* begin Task inputs *

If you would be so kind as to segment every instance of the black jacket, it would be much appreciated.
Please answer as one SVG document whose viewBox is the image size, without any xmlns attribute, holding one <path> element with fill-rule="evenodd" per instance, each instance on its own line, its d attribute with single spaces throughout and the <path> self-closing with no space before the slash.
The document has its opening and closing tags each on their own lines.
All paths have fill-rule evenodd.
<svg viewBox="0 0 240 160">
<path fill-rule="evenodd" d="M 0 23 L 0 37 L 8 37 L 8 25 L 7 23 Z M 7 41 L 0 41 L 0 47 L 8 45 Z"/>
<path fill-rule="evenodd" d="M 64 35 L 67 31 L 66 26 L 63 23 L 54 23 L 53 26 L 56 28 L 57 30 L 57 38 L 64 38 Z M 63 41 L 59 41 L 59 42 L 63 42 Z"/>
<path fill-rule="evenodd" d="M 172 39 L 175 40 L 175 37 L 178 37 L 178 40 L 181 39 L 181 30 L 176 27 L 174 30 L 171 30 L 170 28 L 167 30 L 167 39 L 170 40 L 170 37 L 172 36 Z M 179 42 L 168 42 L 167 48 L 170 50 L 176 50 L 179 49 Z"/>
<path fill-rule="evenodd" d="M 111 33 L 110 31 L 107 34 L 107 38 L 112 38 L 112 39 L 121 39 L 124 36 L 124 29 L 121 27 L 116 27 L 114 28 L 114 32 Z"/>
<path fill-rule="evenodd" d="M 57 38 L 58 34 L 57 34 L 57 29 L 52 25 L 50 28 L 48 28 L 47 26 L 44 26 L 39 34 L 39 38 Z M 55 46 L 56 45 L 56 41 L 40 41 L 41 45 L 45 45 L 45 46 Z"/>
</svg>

* end Task inputs *

Please rewrite the lines above, changing "black jacket" to "denim jacket" and leaving everything else untouched.

Problem solution:
If you would be so kind as to segment every instance of the denim jacket, it would be much appreciated.
Please answer as one SVG document whose viewBox is the image size, without any xmlns attribute, holding one <path> element with fill-rule="evenodd" per instance, each instance on its own line, its d attribute with single spaces throughout and the <path> self-closing with no space before the slash.
The document has its opening and closing tags each on their own lines.
All paths have fill-rule evenodd.
<svg viewBox="0 0 240 160">
<path fill-rule="evenodd" d="M 0 23 L 0 37 L 8 37 L 8 25 L 7 23 Z M 7 41 L 0 41 L 0 47 L 8 45 Z"/>
<path fill-rule="evenodd" d="M 64 35 L 67 31 L 66 26 L 63 23 L 54 23 L 53 26 L 56 28 L 57 30 L 57 38 L 64 38 Z M 63 41 L 59 41 L 59 42 L 63 42 Z"/>
<path fill-rule="evenodd" d="M 172 39 L 175 40 L 175 37 L 178 37 L 178 40 L 181 39 L 181 30 L 176 27 L 174 30 L 171 30 L 170 28 L 167 30 L 167 39 L 170 40 L 170 37 L 172 36 Z M 179 42 L 168 42 L 167 48 L 170 50 L 176 50 L 179 49 Z"/>
<path fill-rule="evenodd" d="M 111 33 L 110 31 L 107 34 L 107 38 L 112 38 L 112 39 L 121 39 L 124 36 L 124 29 L 121 27 L 116 27 L 114 28 L 114 32 Z"/>
<path fill-rule="evenodd" d="M 57 38 L 58 34 L 57 34 L 57 29 L 52 25 L 50 28 L 48 28 L 47 26 L 44 26 L 39 34 L 39 38 Z M 55 46 L 56 45 L 56 41 L 40 41 L 41 45 L 45 45 L 45 46 Z"/>
</svg>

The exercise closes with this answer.